___ PROVIDED ENTRIES ___

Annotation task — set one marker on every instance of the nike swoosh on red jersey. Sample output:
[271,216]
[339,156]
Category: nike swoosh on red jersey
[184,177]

___

### WHAT YOU SHOULD DO
Output the records in full, keeping them exactly as they are.

### RESPONSE BOX
Annotation task — set one marker on every instance of the nike swoosh on red jersey. Sample output:
[271,216]
[339,156]
Category: nike swoosh on red jersey
[184,177]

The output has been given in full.